--- start DATA IN THIS EXERCISE ---

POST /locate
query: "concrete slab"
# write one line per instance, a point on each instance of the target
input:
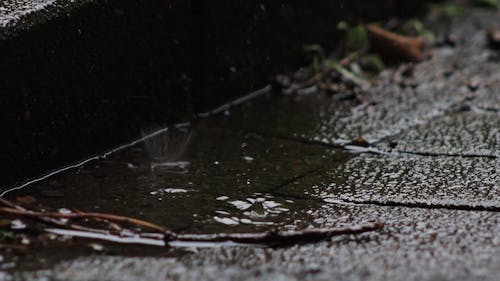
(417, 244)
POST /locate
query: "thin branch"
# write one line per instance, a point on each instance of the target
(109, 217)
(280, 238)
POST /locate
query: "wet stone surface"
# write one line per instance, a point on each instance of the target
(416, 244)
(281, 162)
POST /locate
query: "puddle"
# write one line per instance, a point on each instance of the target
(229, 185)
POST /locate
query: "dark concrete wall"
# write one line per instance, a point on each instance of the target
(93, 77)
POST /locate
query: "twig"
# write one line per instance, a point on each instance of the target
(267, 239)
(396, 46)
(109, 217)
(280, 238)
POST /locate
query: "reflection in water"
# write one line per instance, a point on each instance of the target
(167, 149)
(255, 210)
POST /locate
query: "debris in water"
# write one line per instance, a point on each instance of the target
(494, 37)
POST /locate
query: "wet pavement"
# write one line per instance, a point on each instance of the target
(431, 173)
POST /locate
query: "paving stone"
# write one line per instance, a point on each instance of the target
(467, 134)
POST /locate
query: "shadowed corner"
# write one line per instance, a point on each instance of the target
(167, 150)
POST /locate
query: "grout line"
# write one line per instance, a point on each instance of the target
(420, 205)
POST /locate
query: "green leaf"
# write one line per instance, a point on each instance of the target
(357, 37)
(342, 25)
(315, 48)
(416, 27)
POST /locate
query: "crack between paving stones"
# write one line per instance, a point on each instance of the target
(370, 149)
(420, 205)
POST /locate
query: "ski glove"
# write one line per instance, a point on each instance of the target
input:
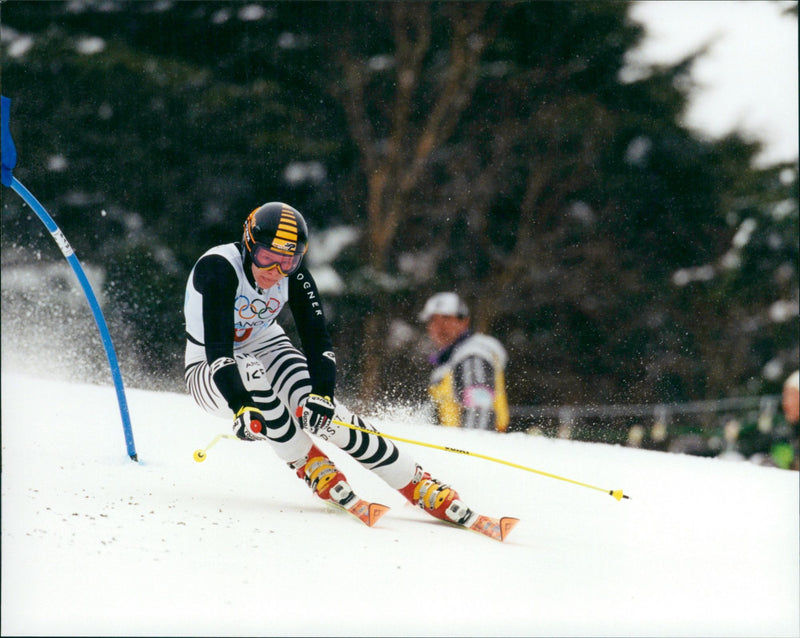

--- end DATA IN THIS EXERCISE ---
--- start DATA IN THIS EXERCISE ---

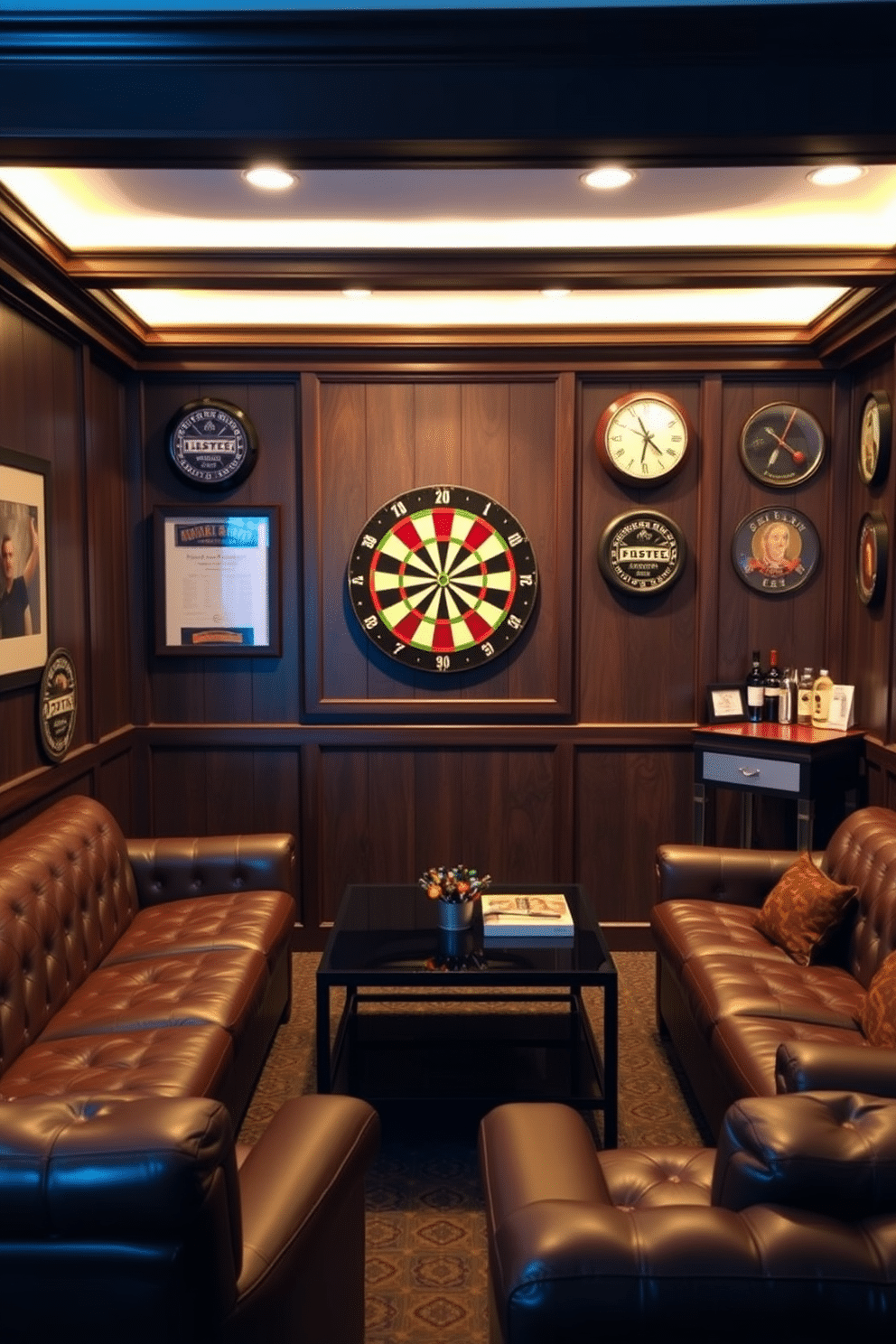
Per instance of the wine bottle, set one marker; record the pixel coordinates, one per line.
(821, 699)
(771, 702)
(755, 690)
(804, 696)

--- end DATA IN THIS EXERCISE ---
--- start DATA IN THIS EXERCISE ---

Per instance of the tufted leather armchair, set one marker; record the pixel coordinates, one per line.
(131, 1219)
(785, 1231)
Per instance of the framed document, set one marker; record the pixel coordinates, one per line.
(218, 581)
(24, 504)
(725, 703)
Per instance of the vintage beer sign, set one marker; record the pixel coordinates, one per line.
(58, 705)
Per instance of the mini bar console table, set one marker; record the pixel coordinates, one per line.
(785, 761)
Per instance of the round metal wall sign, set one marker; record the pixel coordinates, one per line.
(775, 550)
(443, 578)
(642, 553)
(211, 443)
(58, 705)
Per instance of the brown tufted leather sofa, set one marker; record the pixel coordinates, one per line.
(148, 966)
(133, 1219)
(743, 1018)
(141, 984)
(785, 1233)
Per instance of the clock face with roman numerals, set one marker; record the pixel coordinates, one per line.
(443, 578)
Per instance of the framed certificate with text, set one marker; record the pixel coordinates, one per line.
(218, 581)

--- end DATA IN THIS EXERCISE ---

WHAT YOU NEED TO DO:
Please tally the lines in the entries above that contain the string "paving", matching case exactly, and give only the number.

COMPLETE ANSWER:
2